Jobs =
**A)** Answer these questions from the Festival of Curiosity text:
(i) In what field did Byrne work in London after completing her degree?
(ii) What degree did she complete at Dublin City University?
(iii) Which new technology is named as an example for the planned mobile workshop?
**B)** Reproduce the Festival of Curiosity text word for word, everything from "So she completed" down to "science, explains Byrne.".

After completing her degree, Byrne went to work in healthcare market research in London, where trips to the Science Museum further ignited her curiosity about science. She returned to Dublin in 2008. “It was an exciting time,” she says. “The Science Gallery was just opening up, Dublin City of Science was being discussed, and the Exploration Station was still in the works at that point, too.” 

So she completed a MSc in science communication at Dublin City University and got involved in Dublin City of Science – and that in turn led to the festival, which aims to draw people in and get involved even though they may not be explicitly interested in science, explains Byrne. 

“A lot of science can be very shiny and futuristic and I would think it’s intimidating for some people,” she says. “So we came up with the Curiosity Carnival as part of the festival – a workshop that’s like a giant kitchen table where kids would come in and play and at first parents would stand back but then they would get involved, too. This is about creating environments where people can do things.”

Festival of Curiosity in future

Plans are now afoot to bring a mobile version of the workshop into local communities: “The festival in the middle of the summer does one thing, it brings families in, but we also want to go to people who might not make that trip, to build a positive and fun association with new technologies, like 3D printing, and to build digital literacy,” says Byrne.

Data section =
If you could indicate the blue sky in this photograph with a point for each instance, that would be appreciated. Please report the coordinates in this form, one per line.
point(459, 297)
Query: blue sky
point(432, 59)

Final answers =
**A)**
(i) Healthcare market research.
(ii) An MSc in science communication.
(iii) 3D printing.

**B)**
So she completed a MSc in science communication at Dublin City University and got involved in Dublin City of Science – and that in turn led to the festival, which aims to draw people in and get involved even though they may not be explicitly interested in science, explains Byrne.